Dr. Bradly Bundrant: Cycles within cycles

Bradly Bundrant, MD, MPH
Health and Wellness Coalition for Runnels County

There is a rhythm to everything that is natural and healthy. The seasons of the year, the sleep/wake cycle of every animal on the planet and the cycle of contraction and relaxation in a beating heart. There are even cycles within cycles.

Dr. Bradly Bundrant is the chairman of the Health & Wellness Coalition of Runnels County. The coalition is gearing up to start hosting health screenings, public education classes and podcasts.

Not only does the human heart have one to two cycles of contraction and relaxation every second, the heart rate itself fluctuates smoothly when we are calmly resting. It gradually speeds up from say 70 beats per minute to 80 beats per minute and then back down to 70 beats per minute, about every 10 seconds. The variability that is manifested in these cycles is a key indicator of health, because it reflects a capacity for compensation in the event of emergency.

Heart rate variability (HRV) is an indicator of both physical and emotional/mental health. A patient with heart failure does not show good HRV, because their heart is not able to perform adequately at rest; by definition, it is constantly in failure and cannot compensate for any additional load. In these cases, we often we see an unvarying heart rate while the person is inactive. On the other hand, we see wide and erratic variations of heart rate in a person with high anxiety and a healthy body, while they are physically at rest.

Every healthy society also has rhythms, including communal celebrations that are often called “Feasts,” Festivals” or “Fairs.”

This past weekend (on April 30, 2022) Ballinger followed in this tradition when it hosted the Texas State Festival of Ethnic Cultures Arts and Crafts Show. Disruptions in the cycles of society are also reflective of disease in the communal body, as we witnessed in the last 24 months. The stress of COVID resulted in many annual events being cancelled for the first time in memory. The reason I mention these things is related to the fact that I could not be present for the Festival, due to a prior commitment to attend the annual meeting of the Texas Medical Association (TMA). If I had been in Ballinger on April 30, I would have done my best to assist the Noon Lions Club with the Bike Fest and to also help with the booth of the Health and Wellness Coalition (HAWC).

I was acutely aware of my absence from these when I attended the 6:30 AM Lone Star Caucus meeting on Saturday, and perhaps that is why I was so struck by what one of the speakers said.

Dr. John Flores was speaking of the work that he and many of us are doing in our communities, through small non-profit organizations where, “…If you say, ‘This should be done….’ Guess what…You’re doin’ it!” He was not complaining, and neither am I. What he and I are doing is trying to change things for the better, both in and through TMA and in numerous other ways. Everyone in our society today is overwhelmed and distracted. There may be exceptions, but I don’t personally know of any.

THE DATA:

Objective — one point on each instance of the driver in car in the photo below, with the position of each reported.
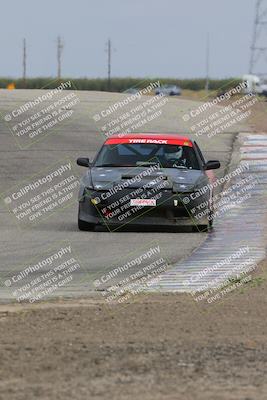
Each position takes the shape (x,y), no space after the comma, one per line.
(174,156)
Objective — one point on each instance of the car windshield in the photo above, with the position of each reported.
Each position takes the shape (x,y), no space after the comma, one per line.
(138,154)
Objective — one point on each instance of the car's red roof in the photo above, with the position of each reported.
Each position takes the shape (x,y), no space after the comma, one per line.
(149,138)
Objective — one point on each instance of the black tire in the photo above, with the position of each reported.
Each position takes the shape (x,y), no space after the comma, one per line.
(85,226)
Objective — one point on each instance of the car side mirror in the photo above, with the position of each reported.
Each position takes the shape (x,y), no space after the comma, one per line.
(83,162)
(212,164)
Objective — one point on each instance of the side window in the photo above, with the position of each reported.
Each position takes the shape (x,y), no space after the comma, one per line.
(200,154)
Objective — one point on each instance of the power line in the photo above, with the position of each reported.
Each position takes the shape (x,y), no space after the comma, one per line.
(258,48)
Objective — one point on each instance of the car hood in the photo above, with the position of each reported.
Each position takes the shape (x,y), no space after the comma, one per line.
(181,180)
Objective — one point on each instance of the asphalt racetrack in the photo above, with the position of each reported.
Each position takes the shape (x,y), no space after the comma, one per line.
(79,135)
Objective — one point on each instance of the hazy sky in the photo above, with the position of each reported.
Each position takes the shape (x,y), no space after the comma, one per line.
(164,38)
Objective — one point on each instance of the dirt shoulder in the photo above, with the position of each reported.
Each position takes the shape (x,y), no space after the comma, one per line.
(157,347)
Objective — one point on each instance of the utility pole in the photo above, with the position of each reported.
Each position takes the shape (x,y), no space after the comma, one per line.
(24,59)
(59,54)
(109,64)
(207,63)
(258,46)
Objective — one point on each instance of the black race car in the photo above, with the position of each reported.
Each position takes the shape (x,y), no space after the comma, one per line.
(148,179)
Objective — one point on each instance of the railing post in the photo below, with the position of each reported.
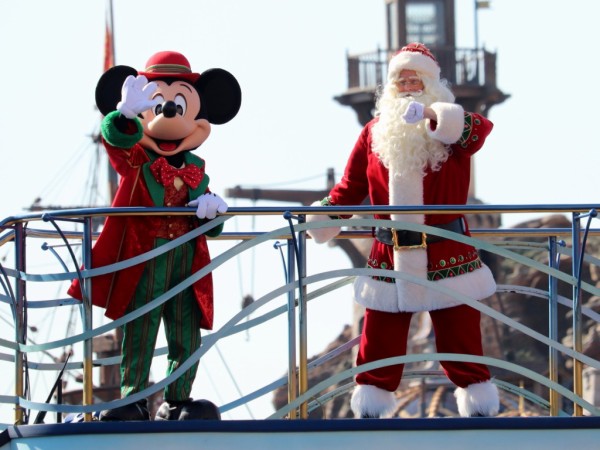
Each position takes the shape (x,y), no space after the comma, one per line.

ACTIONS TO TAKE:
- 1) Print the column's text from "This past weekend" up to and including "Wellness Coalition (HAWC).".
- 2) According to the column, what event did Ballinger host on April 30, 2022?

SOLUTIONS TO THE PROBLEMS:
- 1)
This past weekend (on April 30, 2022) Ballinger followed in this tradition when it hosted the Texas State Festival of Ethnic Cultures Arts and Crafts Show. Disruptions in the cycles of society are also reflective of disease in the communal body, as we witnessed in the last 24 months. The stress of COVID resulted in many annual events being cancelled for the first time in memory. The reason I mention these things is related to the fact that I could not be present for the Festival, due to a prior commitment to attend the annual meeting of the Texas Medical Association (TMA). If I had been in Ballinger on April 30, I would have done my best to assist the Noon Lions Club with the Bike Fest and to also help with the booth of the Health and Wellness Coalition (HAWC).

- 2) The Texas State Festival of Ethnic Cultures Arts and Crafts Show.